Information provided
((
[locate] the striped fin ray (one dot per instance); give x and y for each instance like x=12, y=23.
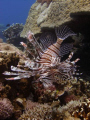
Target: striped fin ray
x=17, y=69
x=63, y=32
x=65, y=48
x=20, y=76
x=47, y=39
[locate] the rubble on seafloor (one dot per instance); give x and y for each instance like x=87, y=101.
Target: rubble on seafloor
x=66, y=100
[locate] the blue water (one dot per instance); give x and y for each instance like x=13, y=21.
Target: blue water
x=14, y=11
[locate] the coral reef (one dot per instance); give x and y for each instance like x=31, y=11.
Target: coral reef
x=43, y=1
x=6, y=108
x=12, y=35
x=13, y=31
x=37, y=111
x=8, y=56
x=58, y=12
x=82, y=111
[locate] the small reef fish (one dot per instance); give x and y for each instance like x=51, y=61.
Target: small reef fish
x=48, y=63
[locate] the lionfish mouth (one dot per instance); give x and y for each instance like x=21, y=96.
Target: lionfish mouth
x=48, y=63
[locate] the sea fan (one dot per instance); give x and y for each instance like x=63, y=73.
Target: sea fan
x=48, y=63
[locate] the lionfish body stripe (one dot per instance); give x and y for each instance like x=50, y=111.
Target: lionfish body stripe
x=48, y=63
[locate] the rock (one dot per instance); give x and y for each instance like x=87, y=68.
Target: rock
x=58, y=12
x=8, y=56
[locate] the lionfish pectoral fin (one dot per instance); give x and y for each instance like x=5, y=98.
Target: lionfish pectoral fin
x=14, y=78
x=10, y=73
x=63, y=32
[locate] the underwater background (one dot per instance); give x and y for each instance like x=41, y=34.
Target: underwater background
x=13, y=11
x=45, y=60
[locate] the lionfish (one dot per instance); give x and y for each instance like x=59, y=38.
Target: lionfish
x=48, y=62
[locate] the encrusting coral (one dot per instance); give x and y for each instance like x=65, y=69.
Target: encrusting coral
x=37, y=111
x=6, y=108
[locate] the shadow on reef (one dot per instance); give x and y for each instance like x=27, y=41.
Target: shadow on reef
x=81, y=24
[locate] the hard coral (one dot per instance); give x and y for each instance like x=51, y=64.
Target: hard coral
x=6, y=108
x=83, y=110
x=43, y=1
x=37, y=112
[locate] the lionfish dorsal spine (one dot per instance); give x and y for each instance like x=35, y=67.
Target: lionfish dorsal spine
x=63, y=32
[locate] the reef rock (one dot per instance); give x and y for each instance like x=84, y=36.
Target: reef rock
x=8, y=56
x=57, y=12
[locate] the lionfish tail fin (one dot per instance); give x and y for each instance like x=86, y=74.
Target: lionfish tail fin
x=63, y=32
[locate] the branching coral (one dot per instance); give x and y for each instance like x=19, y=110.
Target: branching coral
x=6, y=108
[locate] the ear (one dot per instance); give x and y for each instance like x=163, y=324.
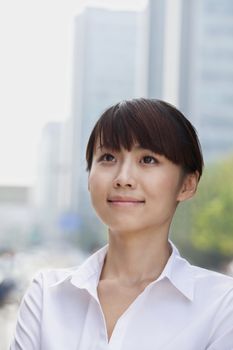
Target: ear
x=189, y=186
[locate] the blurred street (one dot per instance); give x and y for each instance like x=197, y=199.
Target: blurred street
x=16, y=272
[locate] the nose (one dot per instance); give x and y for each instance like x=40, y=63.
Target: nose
x=125, y=177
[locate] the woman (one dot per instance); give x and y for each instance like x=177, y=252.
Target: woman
x=143, y=159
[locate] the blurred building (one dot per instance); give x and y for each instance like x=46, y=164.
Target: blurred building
x=17, y=217
x=53, y=168
x=110, y=64
x=206, y=72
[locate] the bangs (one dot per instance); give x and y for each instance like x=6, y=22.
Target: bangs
x=151, y=124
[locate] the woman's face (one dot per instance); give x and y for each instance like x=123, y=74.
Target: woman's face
x=136, y=190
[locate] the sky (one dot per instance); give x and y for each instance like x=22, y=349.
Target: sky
x=36, y=40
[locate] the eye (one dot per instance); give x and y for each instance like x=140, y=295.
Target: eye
x=149, y=160
x=107, y=157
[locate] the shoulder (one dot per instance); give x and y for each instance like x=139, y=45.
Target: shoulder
x=49, y=277
x=210, y=283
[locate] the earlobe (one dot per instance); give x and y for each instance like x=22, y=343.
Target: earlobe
x=189, y=187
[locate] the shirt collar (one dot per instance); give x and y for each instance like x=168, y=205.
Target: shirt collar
x=177, y=270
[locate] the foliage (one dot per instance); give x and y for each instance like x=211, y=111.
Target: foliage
x=204, y=227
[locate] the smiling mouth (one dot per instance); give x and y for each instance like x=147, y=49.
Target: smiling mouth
x=125, y=202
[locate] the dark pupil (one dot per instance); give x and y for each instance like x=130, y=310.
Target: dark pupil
x=147, y=159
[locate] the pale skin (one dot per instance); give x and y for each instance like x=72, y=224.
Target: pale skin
x=135, y=193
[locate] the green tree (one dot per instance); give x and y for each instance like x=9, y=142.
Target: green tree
x=203, y=228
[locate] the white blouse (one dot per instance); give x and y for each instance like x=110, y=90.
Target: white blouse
x=186, y=308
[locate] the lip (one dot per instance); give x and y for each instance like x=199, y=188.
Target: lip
x=124, y=200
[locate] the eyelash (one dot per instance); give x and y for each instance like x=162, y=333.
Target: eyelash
x=103, y=158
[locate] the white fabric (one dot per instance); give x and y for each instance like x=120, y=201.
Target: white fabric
x=186, y=308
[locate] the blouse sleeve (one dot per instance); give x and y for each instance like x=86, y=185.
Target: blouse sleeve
x=222, y=337
x=27, y=331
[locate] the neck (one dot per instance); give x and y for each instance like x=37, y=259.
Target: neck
x=134, y=260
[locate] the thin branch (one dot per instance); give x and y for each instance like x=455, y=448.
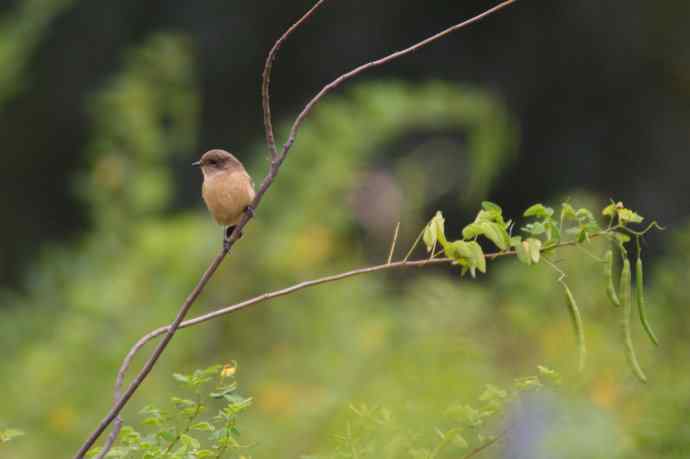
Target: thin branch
x=276, y=162
x=294, y=288
x=384, y=60
x=481, y=448
x=266, y=78
x=395, y=241
x=170, y=331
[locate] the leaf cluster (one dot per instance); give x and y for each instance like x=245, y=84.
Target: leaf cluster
x=544, y=233
x=188, y=430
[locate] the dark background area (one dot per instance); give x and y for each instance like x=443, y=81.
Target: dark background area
x=601, y=91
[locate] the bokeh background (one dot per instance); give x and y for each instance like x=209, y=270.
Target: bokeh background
x=103, y=105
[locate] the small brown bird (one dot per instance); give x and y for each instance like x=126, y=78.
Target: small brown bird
x=228, y=190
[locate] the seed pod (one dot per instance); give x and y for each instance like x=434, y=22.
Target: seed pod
x=626, y=300
x=641, y=306
x=576, y=321
x=610, y=288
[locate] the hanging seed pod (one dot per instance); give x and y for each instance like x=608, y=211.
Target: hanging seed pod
x=576, y=321
x=626, y=301
x=642, y=307
x=610, y=288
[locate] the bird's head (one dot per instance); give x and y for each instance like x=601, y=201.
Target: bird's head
x=215, y=161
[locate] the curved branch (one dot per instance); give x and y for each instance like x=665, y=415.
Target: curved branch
x=266, y=78
x=384, y=60
x=170, y=331
x=276, y=161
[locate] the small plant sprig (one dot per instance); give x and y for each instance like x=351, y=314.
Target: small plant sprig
x=466, y=429
x=7, y=435
x=543, y=235
x=186, y=431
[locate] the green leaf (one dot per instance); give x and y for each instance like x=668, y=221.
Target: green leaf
x=459, y=441
x=627, y=215
x=538, y=210
x=9, y=434
x=521, y=249
x=492, y=207
x=435, y=232
x=535, y=229
x=497, y=235
x=612, y=209
x=478, y=259
x=534, y=249
x=181, y=378
x=471, y=231
x=203, y=426
x=567, y=212
x=469, y=254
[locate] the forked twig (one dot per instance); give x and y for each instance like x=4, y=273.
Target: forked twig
x=277, y=159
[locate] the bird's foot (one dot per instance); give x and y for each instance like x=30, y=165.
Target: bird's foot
x=226, y=236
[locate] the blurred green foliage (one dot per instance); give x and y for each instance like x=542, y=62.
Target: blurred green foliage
x=415, y=342
x=20, y=32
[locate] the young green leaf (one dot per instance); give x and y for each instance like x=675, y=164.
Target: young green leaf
x=534, y=249
x=567, y=212
x=627, y=215
x=521, y=249
x=435, y=232
x=538, y=210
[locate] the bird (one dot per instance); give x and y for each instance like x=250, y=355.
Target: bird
x=228, y=190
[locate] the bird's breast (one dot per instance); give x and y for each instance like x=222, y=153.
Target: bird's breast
x=227, y=195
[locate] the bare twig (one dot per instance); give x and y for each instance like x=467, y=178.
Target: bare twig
x=481, y=448
x=276, y=161
x=384, y=60
x=395, y=241
x=120, y=403
x=266, y=83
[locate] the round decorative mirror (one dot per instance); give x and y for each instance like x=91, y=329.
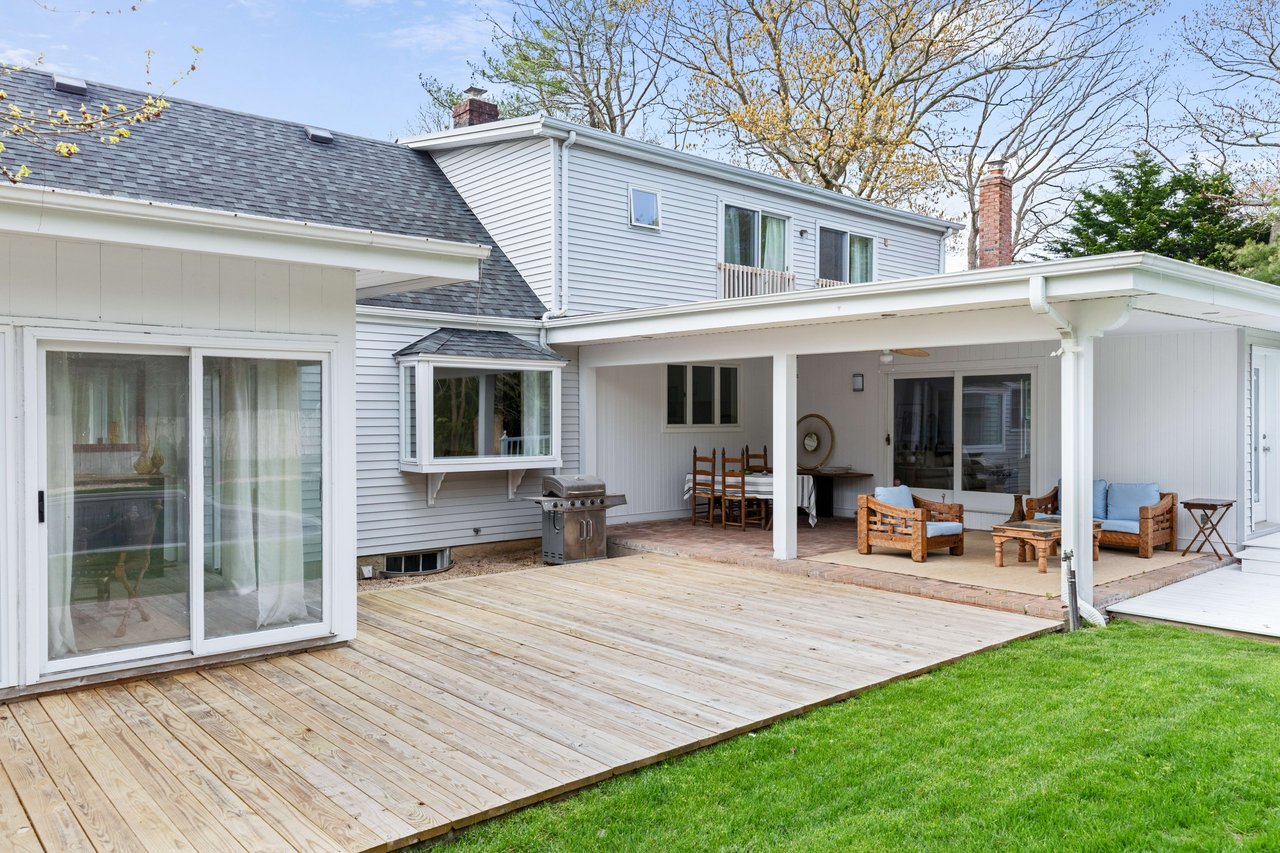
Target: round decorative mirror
x=817, y=442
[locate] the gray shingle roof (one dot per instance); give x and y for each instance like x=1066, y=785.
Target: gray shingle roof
x=208, y=156
x=476, y=343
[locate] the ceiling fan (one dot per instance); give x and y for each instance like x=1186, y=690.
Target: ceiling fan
x=914, y=352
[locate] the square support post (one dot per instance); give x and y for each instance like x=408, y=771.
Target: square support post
x=1077, y=497
x=784, y=456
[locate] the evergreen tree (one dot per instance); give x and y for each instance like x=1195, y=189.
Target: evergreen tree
x=1191, y=215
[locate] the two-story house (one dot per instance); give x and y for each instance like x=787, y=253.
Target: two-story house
x=667, y=301
x=594, y=223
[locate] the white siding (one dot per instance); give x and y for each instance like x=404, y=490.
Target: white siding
x=1166, y=410
x=616, y=267
x=393, y=512
x=648, y=464
x=510, y=188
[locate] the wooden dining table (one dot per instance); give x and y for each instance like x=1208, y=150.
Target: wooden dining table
x=760, y=486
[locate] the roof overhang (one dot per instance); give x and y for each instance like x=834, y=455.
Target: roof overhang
x=958, y=308
x=388, y=263
x=553, y=128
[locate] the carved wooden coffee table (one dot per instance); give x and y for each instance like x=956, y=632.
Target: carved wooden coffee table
x=1041, y=537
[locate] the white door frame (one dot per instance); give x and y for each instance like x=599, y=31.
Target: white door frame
x=33, y=639
x=1265, y=433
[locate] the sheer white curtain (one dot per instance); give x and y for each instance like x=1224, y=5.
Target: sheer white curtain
x=59, y=503
x=260, y=501
x=534, y=413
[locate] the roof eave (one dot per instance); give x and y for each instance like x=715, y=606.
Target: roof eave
x=80, y=215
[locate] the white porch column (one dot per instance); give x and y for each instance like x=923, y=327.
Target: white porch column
x=784, y=456
x=586, y=427
x=1077, y=496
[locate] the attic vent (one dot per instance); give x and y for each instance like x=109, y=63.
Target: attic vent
x=71, y=85
x=400, y=565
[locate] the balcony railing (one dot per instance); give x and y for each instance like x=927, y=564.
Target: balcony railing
x=753, y=281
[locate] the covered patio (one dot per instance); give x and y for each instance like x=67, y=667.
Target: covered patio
x=1129, y=368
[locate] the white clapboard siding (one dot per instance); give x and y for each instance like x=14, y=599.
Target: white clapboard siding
x=1166, y=410
x=636, y=456
x=510, y=188
x=392, y=510
x=615, y=265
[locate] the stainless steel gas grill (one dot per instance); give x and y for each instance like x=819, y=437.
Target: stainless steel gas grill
x=574, y=510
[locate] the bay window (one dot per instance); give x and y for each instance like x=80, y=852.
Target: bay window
x=460, y=414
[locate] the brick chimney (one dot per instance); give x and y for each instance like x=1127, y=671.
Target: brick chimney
x=995, y=217
x=472, y=110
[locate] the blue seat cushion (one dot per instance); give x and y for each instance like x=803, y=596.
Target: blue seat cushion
x=1120, y=525
x=942, y=528
x=1100, y=498
x=899, y=496
x=1124, y=500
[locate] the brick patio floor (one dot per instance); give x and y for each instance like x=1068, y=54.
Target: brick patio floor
x=754, y=547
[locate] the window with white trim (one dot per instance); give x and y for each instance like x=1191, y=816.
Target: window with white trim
x=645, y=209
x=845, y=258
x=702, y=395
x=755, y=238
x=461, y=414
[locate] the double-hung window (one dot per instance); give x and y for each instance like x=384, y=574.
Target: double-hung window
x=755, y=238
x=845, y=258
x=702, y=395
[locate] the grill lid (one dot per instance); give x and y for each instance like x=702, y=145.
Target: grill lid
x=572, y=486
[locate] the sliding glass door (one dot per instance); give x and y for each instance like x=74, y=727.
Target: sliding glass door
x=965, y=434
x=115, y=502
x=183, y=502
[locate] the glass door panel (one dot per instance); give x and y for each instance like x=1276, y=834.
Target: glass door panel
x=263, y=502
x=923, y=443
x=115, y=502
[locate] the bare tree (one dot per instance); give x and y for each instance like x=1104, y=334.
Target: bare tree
x=1056, y=127
x=1238, y=44
x=595, y=62
x=860, y=95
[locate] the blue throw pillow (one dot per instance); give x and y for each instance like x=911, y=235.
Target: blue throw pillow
x=1100, y=497
x=899, y=496
x=1124, y=500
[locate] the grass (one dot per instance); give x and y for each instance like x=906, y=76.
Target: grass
x=1128, y=738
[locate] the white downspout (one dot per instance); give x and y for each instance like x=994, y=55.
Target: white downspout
x=1040, y=304
x=560, y=260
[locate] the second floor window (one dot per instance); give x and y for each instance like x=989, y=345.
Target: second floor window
x=754, y=238
x=844, y=256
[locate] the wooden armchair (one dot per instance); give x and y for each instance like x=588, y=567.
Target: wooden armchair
x=703, y=489
x=895, y=527
x=1157, y=524
x=736, y=507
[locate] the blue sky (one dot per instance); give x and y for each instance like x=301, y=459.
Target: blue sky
x=346, y=64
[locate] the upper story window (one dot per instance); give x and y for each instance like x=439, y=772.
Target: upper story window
x=466, y=411
x=645, y=209
x=755, y=238
x=702, y=395
x=844, y=256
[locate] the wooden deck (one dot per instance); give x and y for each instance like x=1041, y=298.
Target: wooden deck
x=460, y=701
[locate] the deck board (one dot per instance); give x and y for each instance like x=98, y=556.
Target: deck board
x=458, y=701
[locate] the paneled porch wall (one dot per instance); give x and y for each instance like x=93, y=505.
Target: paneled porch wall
x=639, y=457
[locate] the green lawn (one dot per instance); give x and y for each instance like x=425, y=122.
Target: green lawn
x=1125, y=738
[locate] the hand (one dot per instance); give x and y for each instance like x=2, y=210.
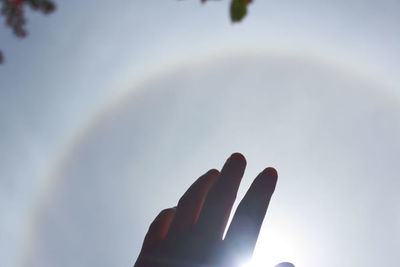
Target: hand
x=191, y=233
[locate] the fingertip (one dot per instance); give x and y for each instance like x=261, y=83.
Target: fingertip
x=238, y=157
x=285, y=264
x=271, y=172
x=213, y=172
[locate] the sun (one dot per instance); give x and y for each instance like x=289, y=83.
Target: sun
x=277, y=244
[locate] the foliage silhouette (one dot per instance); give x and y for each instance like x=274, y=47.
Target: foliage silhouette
x=13, y=11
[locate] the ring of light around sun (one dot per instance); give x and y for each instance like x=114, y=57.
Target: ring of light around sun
x=331, y=134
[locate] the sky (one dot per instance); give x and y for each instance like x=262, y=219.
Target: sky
x=109, y=111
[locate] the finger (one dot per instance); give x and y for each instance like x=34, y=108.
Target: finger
x=243, y=231
x=158, y=229
x=285, y=264
x=218, y=204
x=190, y=204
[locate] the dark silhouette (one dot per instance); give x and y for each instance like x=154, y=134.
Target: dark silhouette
x=191, y=233
x=13, y=10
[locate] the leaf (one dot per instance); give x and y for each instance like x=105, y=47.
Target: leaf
x=239, y=9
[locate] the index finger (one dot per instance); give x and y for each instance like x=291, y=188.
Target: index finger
x=242, y=234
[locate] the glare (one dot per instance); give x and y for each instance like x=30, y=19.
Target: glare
x=276, y=244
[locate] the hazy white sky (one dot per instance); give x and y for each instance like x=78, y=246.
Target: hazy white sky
x=105, y=100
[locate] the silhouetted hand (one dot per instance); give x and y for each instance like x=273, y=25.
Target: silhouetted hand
x=191, y=233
))
Given exercise
Output the stretch of entries from the line containing "[locate] the blouse" through the line containing "x=134, y=260" as a Markdown table with the columns Row and Line. Number each line in Row and skip any blank lines.

Output of the task
| Row | Line |
|---|---|
| 1 | [locate] the blouse sleeve (one dot per instance); give x and y for each instance like x=86, y=185. |
| 2 | Target: blouse sleeve |
| 3 | x=222, y=337 |
| 4 | x=27, y=331 |
| 5 | [locate] the neck (one dot per instance); give x and y for each instance like x=37, y=259. |
| 6 | Target: neck |
| 7 | x=134, y=260 |